Write out all of the data below exactly as it appears, but leave the pictures out.

▶ LISTED ENTRIES:
--- Begin ---
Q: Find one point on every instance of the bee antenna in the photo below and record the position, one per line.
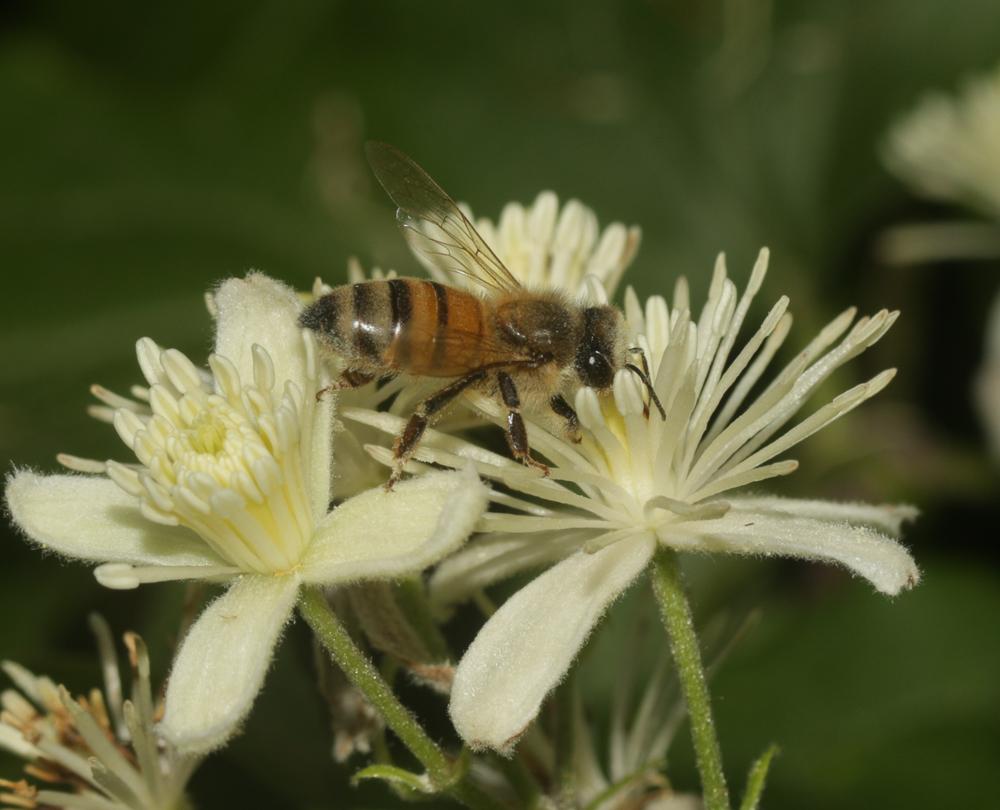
(642, 375)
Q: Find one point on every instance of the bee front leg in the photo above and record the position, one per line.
(517, 433)
(350, 379)
(408, 440)
(562, 408)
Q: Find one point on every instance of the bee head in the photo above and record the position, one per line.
(600, 349)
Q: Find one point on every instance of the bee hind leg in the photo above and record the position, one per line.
(408, 440)
(517, 433)
(562, 408)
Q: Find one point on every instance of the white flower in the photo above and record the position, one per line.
(636, 481)
(546, 247)
(636, 750)
(233, 484)
(101, 752)
(948, 148)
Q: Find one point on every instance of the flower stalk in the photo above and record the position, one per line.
(444, 774)
(676, 614)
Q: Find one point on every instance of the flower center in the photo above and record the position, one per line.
(226, 463)
(207, 435)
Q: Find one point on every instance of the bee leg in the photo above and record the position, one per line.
(562, 408)
(517, 433)
(350, 378)
(407, 441)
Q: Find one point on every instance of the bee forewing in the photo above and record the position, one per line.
(434, 226)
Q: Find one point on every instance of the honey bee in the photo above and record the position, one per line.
(526, 347)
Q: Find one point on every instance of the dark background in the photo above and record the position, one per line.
(148, 151)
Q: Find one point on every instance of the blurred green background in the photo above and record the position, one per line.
(148, 150)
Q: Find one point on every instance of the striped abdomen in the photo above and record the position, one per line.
(404, 324)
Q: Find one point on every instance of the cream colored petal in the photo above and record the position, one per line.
(527, 646)
(259, 310)
(867, 552)
(383, 535)
(222, 661)
(90, 518)
(888, 518)
(494, 557)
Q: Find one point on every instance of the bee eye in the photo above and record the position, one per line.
(596, 371)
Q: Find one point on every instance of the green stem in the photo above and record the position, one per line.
(412, 598)
(362, 673)
(676, 613)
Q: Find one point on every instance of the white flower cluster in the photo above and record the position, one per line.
(240, 475)
(636, 481)
(94, 752)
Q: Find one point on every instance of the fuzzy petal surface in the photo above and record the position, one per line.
(888, 518)
(222, 662)
(494, 557)
(526, 647)
(259, 310)
(383, 535)
(90, 518)
(865, 551)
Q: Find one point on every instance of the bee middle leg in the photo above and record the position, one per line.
(517, 433)
(562, 408)
(407, 441)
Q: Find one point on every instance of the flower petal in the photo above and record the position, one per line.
(888, 518)
(221, 664)
(90, 518)
(493, 557)
(525, 648)
(259, 310)
(875, 556)
(381, 535)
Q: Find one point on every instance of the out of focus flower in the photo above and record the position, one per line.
(233, 484)
(95, 752)
(637, 481)
(636, 753)
(948, 148)
(551, 247)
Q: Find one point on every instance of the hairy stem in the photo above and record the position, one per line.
(676, 614)
(332, 634)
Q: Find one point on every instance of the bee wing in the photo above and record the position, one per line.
(433, 224)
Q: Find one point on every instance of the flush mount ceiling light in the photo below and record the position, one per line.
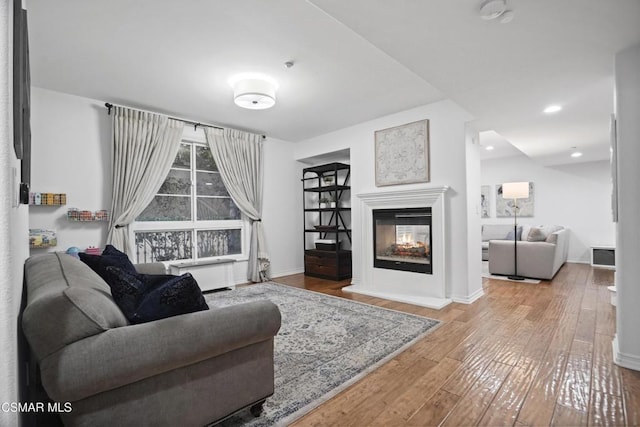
(552, 109)
(575, 153)
(492, 9)
(253, 91)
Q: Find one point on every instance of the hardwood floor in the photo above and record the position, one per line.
(521, 355)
--- End ---
▶ THE RESPONSE:
Q: Find one point on every instance of the bee antenna in the photo below and record the position, one per line.
(642, 375)
Q: Find one point on every instance of the bee front leg in the photo above and record the position, one per line.
(517, 433)
(350, 379)
(408, 440)
(562, 408)
Q: Find one point on every instance of the bee head in the photo above and record the position, one per line.
(600, 349)
Q: Find one point on every instance of the bee hind leg in the photo above and record the position, one per line.
(408, 440)
(517, 433)
(562, 408)
Q: Find one point on every instance of the white flower in the photo above and record the position, one per line.
(636, 481)
(546, 247)
(636, 750)
(233, 484)
(101, 752)
(948, 148)
Q: Find one point on every instance of the flower stalk in the photo above and record the position, one per line.
(444, 774)
(676, 614)
Q: Find one point on every instance of the flower center in the photo above and record the position, one per line.
(226, 463)
(207, 435)
Q: Find one point on every instance of the bee leg in the photo above and record the position, one per line.
(562, 408)
(517, 433)
(350, 378)
(407, 441)
Q: Find one point on every instance of the bee forewing in the photo above and record the position, one per line.
(434, 226)
Q: Find one point on every instance of the honey bee in the photo above and record the position, one per line.
(526, 347)
Q: Find one point on every instance of the dark background in the photo above and record the position, one per line.
(148, 151)
Q: Find one point on every instance of the blurred green background in the photo above and record the position, one per line.
(148, 150)
Q: Find one point on every instance of the striped abdomen in the photo above and record the position, one per line.
(404, 324)
Q: Find one point on every instance of the cream colored petal in the photo above and record the position, one per line.
(527, 646)
(259, 310)
(867, 552)
(383, 535)
(222, 661)
(90, 518)
(888, 518)
(494, 557)
Q: Find one point on every instance of the bee eye in the photo above and record the position, one per line.
(596, 371)
Q: Find one point on every instance of the green stem in the photo above and record the position, one per line.
(412, 598)
(362, 673)
(676, 613)
Q: Find one point on every instance of the white flower cluster in the photo above and record the position, one per line.
(240, 475)
(636, 481)
(94, 752)
Q: Find one point on every instance of the fuzzy petal surface in the photo above and record the position, one per line.
(888, 518)
(222, 662)
(494, 557)
(526, 647)
(259, 310)
(383, 535)
(90, 518)
(865, 551)
Q: Find one point on every instance of the bee middle leg in the photo above and record the position, one per line.
(517, 433)
(562, 408)
(407, 441)
Q: Find one point on every instance of the flower petal in the photo above and record the position, one per line.
(888, 518)
(221, 664)
(90, 518)
(493, 557)
(525, 648)
(259, 310)
(875, 556)
(381, 535)
Q: Find one point on every instance of the out of focus flower in the photo above and record the position, one per line.
(233, 484)
(95, 752)
(637, 481)
(636, 753)
(948, 148)
(551, 247)
Q: Find one point on every instance of the hairy stem in the photo above and record the position, one per line.
(676, 614)
(332, 634)
Q: Find one point on every instance of the bee wing in the photo above and record the position, one per line.
(433, 224)
Q: Find one point on every instance of the flush mount ceiling light in the photo below and record the position, one per line.
(552, 109)
(575, 153)
(492, 9)
(253, 91)
Q: Find one point on every instance of the hardwood floor in the photo above and record the position, one per line.
(521, 355)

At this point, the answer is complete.